__TASKS TO COMPLETE__:
1. According to the news report on young voter registration, how many people registered to vote during National Voter Registration Day?
2. Name every organization the news report on young voter registration says saw large turnouts of young voters.
3. Translate this sentence from the news report on young voter registration into Spanish: "Committee members said there is a certain window for young people to act on what they read."
==== QUOTED PASSAGE ====
A record 1.5 million people registered to vote three weeks ago during National Voter Registration Day, according to its website.
Organizations including Rock the Vote, Next-Gen America and When We All Vote saw large turnouts of young voters but it's also happening locally too.
At John Wood Community College, TRIO Student Support Services has noticed that students are being very proactive and are registering themselves to vote for the upcoming November election.
The college also has a community based outreach program for students and the public to learn about the presidential election. Officials said students have asked a lot of questions during those programs and have prepared themselves for November 3.
"Yeah, I especially think in this year, I think students and people in general want to know that people care, people are thinking about us, and we have a platform, and this is a platform that we have once every four years," Bridget Quinlivan, TRiO Student Support Coordinator of Academics said.
The next event is on October 28th when political science professor Justin Coffey from Quincy University will give a presentation on why young people should go out and vote.
It's from 7:00 pm - 8:30 p.m.
But that's not the only way to influence young voters. Social media has had a big impact.
Apps like Facebook, Snapchat, and TikTok have provided constant reminders about voting and the young professionals group in Quincy said that's important for young voters.
The Quincy young professionals group just posted some information on its Facebook page about how to vote in Adams County.
Committee members said there is a certain window for young people to act on what they read.
==== ENTRIES SUPPLIED ====
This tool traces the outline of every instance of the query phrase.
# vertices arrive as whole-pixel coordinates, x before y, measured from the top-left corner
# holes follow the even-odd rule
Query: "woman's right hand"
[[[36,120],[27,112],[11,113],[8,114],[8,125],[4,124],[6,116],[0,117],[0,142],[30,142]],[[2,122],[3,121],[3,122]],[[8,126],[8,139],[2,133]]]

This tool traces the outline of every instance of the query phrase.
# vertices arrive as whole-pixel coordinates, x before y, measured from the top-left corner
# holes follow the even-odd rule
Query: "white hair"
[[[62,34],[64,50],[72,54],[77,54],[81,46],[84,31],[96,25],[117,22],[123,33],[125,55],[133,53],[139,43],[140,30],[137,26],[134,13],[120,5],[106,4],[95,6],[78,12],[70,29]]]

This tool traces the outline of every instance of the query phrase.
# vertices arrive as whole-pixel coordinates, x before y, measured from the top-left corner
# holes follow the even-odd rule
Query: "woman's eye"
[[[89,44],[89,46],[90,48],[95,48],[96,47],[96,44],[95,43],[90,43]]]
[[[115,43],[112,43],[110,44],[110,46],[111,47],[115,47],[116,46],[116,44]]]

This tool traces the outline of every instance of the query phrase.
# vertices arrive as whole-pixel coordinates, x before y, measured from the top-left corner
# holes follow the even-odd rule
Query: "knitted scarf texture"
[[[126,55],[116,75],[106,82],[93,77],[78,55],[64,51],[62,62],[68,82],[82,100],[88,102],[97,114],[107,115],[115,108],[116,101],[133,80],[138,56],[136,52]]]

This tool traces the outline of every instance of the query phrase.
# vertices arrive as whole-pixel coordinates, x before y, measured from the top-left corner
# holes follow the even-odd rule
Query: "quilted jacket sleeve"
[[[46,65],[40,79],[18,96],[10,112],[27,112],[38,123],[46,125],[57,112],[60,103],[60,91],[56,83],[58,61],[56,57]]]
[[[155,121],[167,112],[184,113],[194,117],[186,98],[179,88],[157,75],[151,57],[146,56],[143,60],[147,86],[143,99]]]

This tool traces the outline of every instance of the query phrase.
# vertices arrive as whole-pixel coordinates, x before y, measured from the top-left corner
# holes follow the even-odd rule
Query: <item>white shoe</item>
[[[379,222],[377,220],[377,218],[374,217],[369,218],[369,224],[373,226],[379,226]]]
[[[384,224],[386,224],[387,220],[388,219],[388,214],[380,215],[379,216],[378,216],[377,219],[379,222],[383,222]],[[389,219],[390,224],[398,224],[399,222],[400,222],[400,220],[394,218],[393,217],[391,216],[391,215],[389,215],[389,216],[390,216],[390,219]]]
====
__RESULTS OF THE EXERCISE__:
1. A record 1.5 million people.

2. Rock the Vote, Next-Gen America, When We All Vote

3. Los miembros del comité dijeron que hay un período determinado para que los jóvenes actúen según lo que leen.